## What to do
Keeping every character intact, repeat the whole listing.

## Data supplied
┌──

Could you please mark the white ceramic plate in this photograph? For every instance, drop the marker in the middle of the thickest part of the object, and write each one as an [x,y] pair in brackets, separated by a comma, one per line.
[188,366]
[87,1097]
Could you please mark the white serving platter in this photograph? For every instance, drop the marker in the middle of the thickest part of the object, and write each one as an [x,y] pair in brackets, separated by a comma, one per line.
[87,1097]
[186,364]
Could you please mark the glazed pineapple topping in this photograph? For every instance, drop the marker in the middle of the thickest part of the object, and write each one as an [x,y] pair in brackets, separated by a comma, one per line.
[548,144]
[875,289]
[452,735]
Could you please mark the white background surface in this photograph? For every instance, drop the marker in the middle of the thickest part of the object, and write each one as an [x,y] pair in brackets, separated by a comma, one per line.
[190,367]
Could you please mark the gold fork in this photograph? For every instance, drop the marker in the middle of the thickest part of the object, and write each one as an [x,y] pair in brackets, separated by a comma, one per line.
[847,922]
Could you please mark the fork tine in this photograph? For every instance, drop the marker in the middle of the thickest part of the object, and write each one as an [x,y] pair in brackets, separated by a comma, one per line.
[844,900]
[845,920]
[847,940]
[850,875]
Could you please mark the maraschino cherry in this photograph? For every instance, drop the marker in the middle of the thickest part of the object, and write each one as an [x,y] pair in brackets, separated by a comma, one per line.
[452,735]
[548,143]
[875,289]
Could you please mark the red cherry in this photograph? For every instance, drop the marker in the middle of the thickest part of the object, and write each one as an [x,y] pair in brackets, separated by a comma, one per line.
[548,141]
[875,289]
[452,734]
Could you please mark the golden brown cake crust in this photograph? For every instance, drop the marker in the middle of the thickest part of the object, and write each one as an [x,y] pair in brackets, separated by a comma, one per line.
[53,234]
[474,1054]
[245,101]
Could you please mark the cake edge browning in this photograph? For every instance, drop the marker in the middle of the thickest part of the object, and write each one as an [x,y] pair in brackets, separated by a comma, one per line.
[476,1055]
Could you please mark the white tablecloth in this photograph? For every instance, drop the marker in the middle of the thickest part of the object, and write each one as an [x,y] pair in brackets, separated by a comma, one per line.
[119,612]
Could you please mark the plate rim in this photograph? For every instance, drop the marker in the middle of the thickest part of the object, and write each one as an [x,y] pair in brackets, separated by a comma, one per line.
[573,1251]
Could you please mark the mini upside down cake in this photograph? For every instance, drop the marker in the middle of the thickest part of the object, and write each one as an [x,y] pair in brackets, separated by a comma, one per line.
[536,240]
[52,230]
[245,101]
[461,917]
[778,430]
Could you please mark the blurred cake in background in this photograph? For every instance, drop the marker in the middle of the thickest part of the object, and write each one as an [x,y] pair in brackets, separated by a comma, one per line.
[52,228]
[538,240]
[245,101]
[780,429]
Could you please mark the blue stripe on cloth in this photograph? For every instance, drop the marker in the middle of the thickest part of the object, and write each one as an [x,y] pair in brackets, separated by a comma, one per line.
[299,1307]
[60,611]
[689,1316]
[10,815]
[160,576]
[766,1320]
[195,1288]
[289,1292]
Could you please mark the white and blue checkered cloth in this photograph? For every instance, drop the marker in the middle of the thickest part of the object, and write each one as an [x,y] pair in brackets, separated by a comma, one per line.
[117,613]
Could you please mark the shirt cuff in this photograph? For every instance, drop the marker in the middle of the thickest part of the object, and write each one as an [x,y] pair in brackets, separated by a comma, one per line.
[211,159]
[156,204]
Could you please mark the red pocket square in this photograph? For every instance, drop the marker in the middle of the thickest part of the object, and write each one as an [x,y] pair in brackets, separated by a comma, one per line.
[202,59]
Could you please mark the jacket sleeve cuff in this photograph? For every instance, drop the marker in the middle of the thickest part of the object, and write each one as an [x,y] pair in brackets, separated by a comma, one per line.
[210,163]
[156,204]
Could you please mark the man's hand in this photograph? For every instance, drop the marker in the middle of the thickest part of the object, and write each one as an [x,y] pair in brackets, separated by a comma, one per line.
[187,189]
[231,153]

└──

## Result of the exercise
Could you please mark the white ceramic plate in this photograph? For every instance, drop the marker in the middle of the thickest part of the object, and write each one as an [x,y] pair in brackets, separated by a comma, one per line.
[188,366]
[87,1097]
Could you please mark the white serving platter in this photograph? For every instance, drop the marker in the middle of the thickest part of the object, and write each one as an [x,y] pair in brackets, separated by a comma, one per line.
[87,1097]
[186,364]
Could you please mark the glazed pineapple topping in this photograph? For every instance, drop the marker in the middle of the thickest part of the object, and write each one as an [x,y] pair in brackets, separated by a comma, one per line.
[548,144]
[875,289]
[452,735]
Could you please mark the white background surface in this photograph? For every instance, drop the marker in the middle of the thickest part of the object, and write each one as an [x,y] pair in brackets, separated by a comma, one per line.
[190,367]
Could you please mark the gold fork in this photograph? For every instance, drop the marker in the middle of the thickest part of the object, and write each one as an [x,y] pair in brackets, separated by a comma, one per line.
[847,922]
Could you please mark the fork tine in this photograph? For every instance, drop the marker in the middle of the thickest part of the object, and write each one as an [x,y] pair in brackets, separated by a comma, one per line.
[844,900]
[845,920]
[847,940]
[850,875]
Could you please mark the maraschino cherry in this photograph? For every instance, drop the marker in the middle of the thickest part of the object, and write each one as an [x,y] pair in brackets, separated by a comma, one per line.
[452,735]
[548,143]
[875,289]
Could you please mark the red cherry in this photograph? For every instance, drop the marker in the middle of the thickest part of the object, and write each one as an [x,y] pair in brackets, separated by a comma, one per line.
[548,141]
[875,289]
[452,734]
Could you please mark the golden brown cake crust in this photograph? For every instance, drop the marker in the middle of the thickest part of the object, and write each one as an [x,y] pair in brackets, separated by a comma, one per line.
[53,234]
[474,1054]
[245,101]
Could you please mark the cake edge browning in this photograph? For every instance, drop the marker in the middle of the thickest part of the object, and write each one as an [x,y] pair in brackets, separated by a comma, one per line.
[476,1055]
Could you please mark the white tablecloth in this photograph? For every instance, drop the marker in the middle of the thickest part of the object, and write each one as an [x,y] pair in brackets, separated by a comma, one per line.
[119,612]
Could you please mark the plate rim in this photograph? For every instance, drop the marker in the middle of the thickest part of the object, and write each one as an [x,y] pair in brackets, separated by a comma, one per line.
[573,1251]
Could you please mark the mini upside down cake in this photograph? For every instance, drop the marker in the middle of the thickest part of the object, and write each one as an [x,y] pair in brackets, separated by a comma, one per line.
[536,240]
[52,230]
[245,101]
[461,917]
[778,430]
Could you please mark the blurred cake in background in this photograph? For every instance, drop the marker in the middle of the thickest part of the object, and write each one as an [x,y] pair in brackets, separated by a comma, one per line.
[52,228]
[538,240]
[245,101]
[780,429]
Could you please mark the blue stripe on cloth in this photograph? For every instance, drop the marker in the middle of the thickest part of the object, and write each one as an [x,y] pair in brackets, separated by a comma, one per line.
[299,1307]
[60,611]
[689,1316]
[10,815]
[160,576]
[766,1320]
[195,1288]
[289,1292]
Could you please mark the white and blue checkered cloth in this photograph? For every instance, drop the marker in the middle of the thickest part of the object, and write each one as an [x,y] pair in brackets, separated by a comma, one per line.
[117,613]
Could you please mark the shirt cuff in this photograph? For every instance, drop the marker in the middle of the thickest part of the object, and write each one as an [x,y] pair in brackets, separated by a comma, one per line.
[211,159]
[156,204]
Could you please mark the red pocket square in this photograph? For every instance, drop the marker in the middle of the thickest part of the object, and write each one as an [x,y] pair in brackets, separated by a comma, one per line.
[202,59]
Could you please mark the jacket sleeve cuff in this photograph? For every instance, drop the marker in the middle of the thickest part of the object, and write each one as an [x,y] pair in brackets, separated by a comma, one per line.
[210,163]
[156,204]
Could you please mark the man's hand in this photograph? For every instance, drop the marker in the middle of the thickest part of the object, and write each one as an [x,y] pair in brackets, separated by a comma, one per line.
[187,189]
[231,153]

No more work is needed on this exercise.